◆ **Text excerpt**
Skip to content

AnwarDebes/drone-id

Repository files navigation

Drone-ID: a source-cited drone model catalog and identification API

Drone Identification System

Release Python License: MIT Tests Catalog

A curated, source-cited reference catalog of drone models, plus an API that matches an observation to a known model by free-text description or by a structured feature set.

Read this first: what this is, and what it is not

This system answers one question: "what model of drone is this?" It is built so that two distinctions are impossible to miss and never get blurred.

1. Model identification, not operator attribution

The catalog tells you what a drone is: its model, manufacturer, and the country of the company that produces it (manufacturer_country). It never tells you whose a drone is.

manufacturer_country is a property of the model. It is not the nationality of whoever is flying a given airframe, and there is deliberately no operator, owner, or nationality field anywhere in the schema or the API. A Chinese-made DJI, a Turkish-made TB2, and a US-made MQ-9 are each flown by many different operators across many countries. Inferring an operator from a model is exactly the mistake this design refuses to make. Operator and nationality attribution is out of scope (see "Out of scope" below).

So: this is not a system that can prove whose drone crossed a border. It can say "that looks like a DJI Matrice 350 RTK". It cannot say who was holding the controller.

2. A catalog, not a sensor

This is a database and a matching API. It is not a sensing system. It stores whether a model supports Remote ID and what a model's RF, acoustic, and visual signatures look like, so that a separate sensing layer can match observations against it. It does not receive Remote ID broadcasts, capture RF, run radar, or classify camera images. Those need hardware and labeled datasets and are Phase 2.

Detection inputs (Remote ID payload fields, RF band lists, image attributes) are designed to be matched against catalog entries, but the project never simulates or fakes sensor capability. The signature-match endpoint scores structured features that something else already extracted, not raw signals.

What is in the box

  • A PostgreSQL catalog (drone_models) with Alembic migrations.
  • A FastAPI application: CRUD, rich filtering, semantic search, and structured signature matching.
  • ChromaDB semantic search over model descriptions and spec text, using a multilingual embedding model by default.
  • An ingestion pipeline with three paths (per-source importers, manual YAML curation, and a validation step that rejects entries missing citations).
  • 56 fully cited entries spanning nine manufacturer countries and consumer to military, with the DJI lines covered first (the dominant market): the Mini, Air, Mavic, FPV, and enterprise Matrice / Agras families, plus Autel, Skydio, Parrot, Yuneec, fixed-wing mapping platforms (senseFly, WingtraOne, Quantum Systems), and notable ISR / strike platforms (TB2, MQ-9, Global Hawk, ScanEagle, Heron, Wing Loong II, and others). Run python -m ingestion.audit for the live breakdown.
  • SOURCES.md documenting every data source and its reliability.

Position identification records:
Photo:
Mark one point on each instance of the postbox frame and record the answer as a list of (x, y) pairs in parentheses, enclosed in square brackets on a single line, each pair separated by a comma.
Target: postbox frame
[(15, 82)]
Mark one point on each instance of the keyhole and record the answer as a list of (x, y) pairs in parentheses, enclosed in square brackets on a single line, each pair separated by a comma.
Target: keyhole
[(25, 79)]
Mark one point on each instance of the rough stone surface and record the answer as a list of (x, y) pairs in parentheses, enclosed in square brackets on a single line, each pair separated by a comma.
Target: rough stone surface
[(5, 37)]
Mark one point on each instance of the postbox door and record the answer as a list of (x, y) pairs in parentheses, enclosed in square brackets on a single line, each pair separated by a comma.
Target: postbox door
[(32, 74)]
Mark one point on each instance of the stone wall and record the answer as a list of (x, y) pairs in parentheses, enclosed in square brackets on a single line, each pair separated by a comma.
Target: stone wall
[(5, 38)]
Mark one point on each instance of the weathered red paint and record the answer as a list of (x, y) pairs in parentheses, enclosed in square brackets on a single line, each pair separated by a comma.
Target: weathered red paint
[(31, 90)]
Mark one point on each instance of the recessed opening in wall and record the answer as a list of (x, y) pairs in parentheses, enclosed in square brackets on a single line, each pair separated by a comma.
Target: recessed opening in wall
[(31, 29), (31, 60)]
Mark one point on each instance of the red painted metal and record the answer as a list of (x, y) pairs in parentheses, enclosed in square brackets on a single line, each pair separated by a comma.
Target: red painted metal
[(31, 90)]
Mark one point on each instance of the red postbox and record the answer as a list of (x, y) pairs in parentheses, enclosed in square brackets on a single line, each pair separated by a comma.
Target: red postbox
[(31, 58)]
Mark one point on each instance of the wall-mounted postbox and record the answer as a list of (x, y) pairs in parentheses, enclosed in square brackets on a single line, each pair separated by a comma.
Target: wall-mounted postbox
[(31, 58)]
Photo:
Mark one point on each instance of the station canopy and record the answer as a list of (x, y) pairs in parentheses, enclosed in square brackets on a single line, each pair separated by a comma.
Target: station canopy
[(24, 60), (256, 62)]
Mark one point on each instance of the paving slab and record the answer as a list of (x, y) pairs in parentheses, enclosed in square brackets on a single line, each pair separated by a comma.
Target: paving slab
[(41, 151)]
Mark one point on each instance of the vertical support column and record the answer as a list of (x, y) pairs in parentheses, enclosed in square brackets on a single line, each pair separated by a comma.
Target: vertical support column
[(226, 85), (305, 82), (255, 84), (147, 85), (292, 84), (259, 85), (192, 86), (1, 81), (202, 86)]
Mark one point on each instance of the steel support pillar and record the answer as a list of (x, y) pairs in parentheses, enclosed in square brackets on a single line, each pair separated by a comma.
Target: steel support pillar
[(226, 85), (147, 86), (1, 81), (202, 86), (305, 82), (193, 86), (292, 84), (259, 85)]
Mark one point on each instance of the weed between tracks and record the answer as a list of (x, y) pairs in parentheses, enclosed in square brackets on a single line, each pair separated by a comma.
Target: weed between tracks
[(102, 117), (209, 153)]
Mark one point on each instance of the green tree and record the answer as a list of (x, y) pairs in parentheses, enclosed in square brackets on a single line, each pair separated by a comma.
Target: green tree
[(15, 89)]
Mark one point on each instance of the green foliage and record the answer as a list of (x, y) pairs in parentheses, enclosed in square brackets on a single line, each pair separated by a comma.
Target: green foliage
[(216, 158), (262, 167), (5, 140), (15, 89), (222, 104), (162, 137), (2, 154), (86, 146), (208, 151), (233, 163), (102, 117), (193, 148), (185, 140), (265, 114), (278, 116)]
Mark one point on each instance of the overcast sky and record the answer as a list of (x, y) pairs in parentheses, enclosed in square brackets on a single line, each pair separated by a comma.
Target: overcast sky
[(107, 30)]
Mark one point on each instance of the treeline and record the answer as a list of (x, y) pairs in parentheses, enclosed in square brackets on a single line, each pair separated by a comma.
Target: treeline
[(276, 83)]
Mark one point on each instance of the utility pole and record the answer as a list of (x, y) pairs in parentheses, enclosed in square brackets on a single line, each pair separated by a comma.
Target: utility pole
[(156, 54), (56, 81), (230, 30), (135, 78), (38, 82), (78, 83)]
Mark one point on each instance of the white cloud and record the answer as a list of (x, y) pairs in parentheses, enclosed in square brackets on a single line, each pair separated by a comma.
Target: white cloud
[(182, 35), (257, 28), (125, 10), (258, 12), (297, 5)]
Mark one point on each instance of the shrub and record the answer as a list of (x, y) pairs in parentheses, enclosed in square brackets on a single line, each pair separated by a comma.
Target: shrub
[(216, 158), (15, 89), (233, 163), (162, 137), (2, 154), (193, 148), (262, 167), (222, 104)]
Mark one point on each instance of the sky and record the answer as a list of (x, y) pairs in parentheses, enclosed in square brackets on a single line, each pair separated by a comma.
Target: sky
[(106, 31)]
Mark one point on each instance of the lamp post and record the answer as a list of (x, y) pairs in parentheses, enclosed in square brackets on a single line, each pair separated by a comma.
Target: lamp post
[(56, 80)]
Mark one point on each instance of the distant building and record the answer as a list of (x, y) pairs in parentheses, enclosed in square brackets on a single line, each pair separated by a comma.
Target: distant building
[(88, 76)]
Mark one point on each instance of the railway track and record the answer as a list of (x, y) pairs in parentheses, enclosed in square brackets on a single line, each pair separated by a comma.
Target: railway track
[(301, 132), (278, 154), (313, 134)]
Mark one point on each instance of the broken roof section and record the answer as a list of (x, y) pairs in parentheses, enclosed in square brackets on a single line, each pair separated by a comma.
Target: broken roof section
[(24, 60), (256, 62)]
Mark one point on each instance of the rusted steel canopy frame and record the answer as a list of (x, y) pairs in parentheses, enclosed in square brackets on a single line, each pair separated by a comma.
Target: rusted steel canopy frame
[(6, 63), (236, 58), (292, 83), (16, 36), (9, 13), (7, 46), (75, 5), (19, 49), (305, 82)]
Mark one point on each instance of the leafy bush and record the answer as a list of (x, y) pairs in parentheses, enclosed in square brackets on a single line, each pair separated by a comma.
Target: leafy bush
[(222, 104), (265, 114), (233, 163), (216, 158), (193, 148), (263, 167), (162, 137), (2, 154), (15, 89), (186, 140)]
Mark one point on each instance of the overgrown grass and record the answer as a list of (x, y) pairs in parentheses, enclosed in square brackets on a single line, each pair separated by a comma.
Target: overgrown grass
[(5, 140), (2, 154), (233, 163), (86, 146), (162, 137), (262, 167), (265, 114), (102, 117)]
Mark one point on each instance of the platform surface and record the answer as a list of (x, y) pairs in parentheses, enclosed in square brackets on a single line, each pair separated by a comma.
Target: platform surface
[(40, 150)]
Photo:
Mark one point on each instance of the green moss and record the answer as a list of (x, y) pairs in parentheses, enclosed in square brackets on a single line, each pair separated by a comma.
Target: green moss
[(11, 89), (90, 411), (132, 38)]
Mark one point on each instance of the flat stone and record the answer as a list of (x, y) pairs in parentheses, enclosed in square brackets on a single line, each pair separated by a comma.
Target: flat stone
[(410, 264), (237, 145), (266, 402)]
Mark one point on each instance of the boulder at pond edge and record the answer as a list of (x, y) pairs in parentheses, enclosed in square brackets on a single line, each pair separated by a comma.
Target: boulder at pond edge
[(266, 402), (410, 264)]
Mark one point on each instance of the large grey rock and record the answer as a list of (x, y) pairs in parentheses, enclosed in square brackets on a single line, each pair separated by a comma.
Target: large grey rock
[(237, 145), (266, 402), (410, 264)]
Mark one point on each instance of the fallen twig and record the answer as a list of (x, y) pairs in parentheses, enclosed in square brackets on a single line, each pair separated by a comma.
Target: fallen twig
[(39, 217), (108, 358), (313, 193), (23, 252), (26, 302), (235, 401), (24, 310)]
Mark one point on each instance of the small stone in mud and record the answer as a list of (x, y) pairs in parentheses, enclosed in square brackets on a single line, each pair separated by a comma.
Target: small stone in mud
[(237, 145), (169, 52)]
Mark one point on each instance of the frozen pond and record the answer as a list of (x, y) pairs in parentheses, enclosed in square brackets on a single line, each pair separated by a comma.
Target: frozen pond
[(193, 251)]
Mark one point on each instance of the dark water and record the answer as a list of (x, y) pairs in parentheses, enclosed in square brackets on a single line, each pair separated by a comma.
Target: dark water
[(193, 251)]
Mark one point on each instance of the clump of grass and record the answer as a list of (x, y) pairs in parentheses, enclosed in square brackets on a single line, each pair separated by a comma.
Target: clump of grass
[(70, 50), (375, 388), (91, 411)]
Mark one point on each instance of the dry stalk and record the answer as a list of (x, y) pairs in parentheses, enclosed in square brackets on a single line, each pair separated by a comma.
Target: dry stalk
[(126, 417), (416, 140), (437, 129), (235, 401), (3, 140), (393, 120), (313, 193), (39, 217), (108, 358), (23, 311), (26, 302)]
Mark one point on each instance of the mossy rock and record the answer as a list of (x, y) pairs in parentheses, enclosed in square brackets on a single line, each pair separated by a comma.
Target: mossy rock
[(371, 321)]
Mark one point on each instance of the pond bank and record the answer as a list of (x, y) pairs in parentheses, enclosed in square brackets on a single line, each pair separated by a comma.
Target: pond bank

◆ **Parts of the exercise**
1. Answer these questions about the Drone-ID README:
(a) What is the name of the field that records the country of the company producing a drone model?
(b) What database holds the catalog?
(c) How many fully cited entries does the catalog include?
2. Can you copy the Drone-ID README word for word, starting at "Release Python License: MIT" and ending at "structured feature set."?
3. Can you carry on the Drone-ID README from the point where the text stops?

◆ **Task-by-task answers**
1.
(a) manufacturer_country
(b) PostgreSQL
(c) 56

2.
Release Python License: MIT Tests Catalog

A curated, source-cited reference catalog of drone models, plus an API that matches an observation to a known model by free-text description or by a structured feature set.

3.
Quickstart (no Docker needed)

The app defaults to SQLite and an offline embedding backend, so it runs with no external services. Production uses PostgreSQL and a multilingual model (below).

python -m venv .venv && source .venv/bin/activate
pip install -r requirements.txt          # core + dev
# optional, for real semantic search:
# pip install -r requirements-semantic.txt

cp .env.example .env

# offline-friendly settings for a first run:
export EMBEDDING_BACKEND=hash CHROMA_MODE=persistent CHROMA_PATH=./chroma_data

alembic upgrade head                      # build the schema
python -m ingestion.seed --reset          # validate + load the cited catalog + index
uvicorn app.main:app --reload             # serve at http://127.0.0.1:8000

Then open http://127.0.0.1:8000/docs for the interactive API, or:

curl localhost:8000/health
curl "localhost:8000/drones?manufacturer_country=CN"
curl -X POST localhost:8000/search/describe \
  -H 'content-type: application/json' \
  -d '{"text":"small white foldable camera quadcopter ~250g on 2.4GHz","limit":3}'

Running against PostgreSQL + ChromaDB (production shape)

docker compose up -d            # starts postgres + chroma
cp .env.example .env            # then set the two URLs below

In .env:

DATABASE_URL=postgresql+asyncpg://drone:drone@localhost:5432/drone_id
CHROMA_MODE=http
CHROMA_HOST=localhost
CHROMA_PORT=8000
EMBEDDING_BACKEND=sentence_transformers
EMBEDDING_MODEL=paraphrase-multilingual-MiniLM-L12-v2
alembic upgrade head
python -m ingestion.seed --reset
uvicorn app.main:app --host 0.0.0.0 --port 8080

The embedding model is multilingual on purpose, so descriptions and queries in other languages embed sensibly. If the semantic stack is not installed or Chroma is unreachable, the rest of the API keeps working and /search/describe returns 503 with a clear reason (check /health).

API

Method Path Auth Purpose
GET / - Service banner and scope statement
GET /health - DB + semantic-search status
GET /drones - List / filter the catalog
GET /drones/{id_or_slug} - One model
POST /drones admin Create a model
PUT /drones/{id_or_slug} admin Update a model
DELETE /drones/{id_or_slug} admin Delete a model
POST /search/describe - Semantic search by free text
POST /match/signature - Structured signature match

Filters on GET /drones: manufacturer, manufacturer_country, category, airframe, freq_band, remote_id_supported, weight_min/max, mtow_min/max, q (name + aliases), plus limit / offset.

Write endpoints are gated by a shared secret in the X-Admin-Key header (ADMIN_API_KEY). This is a simple gate, not a full auth system; put a real identity layer in front before any deployment.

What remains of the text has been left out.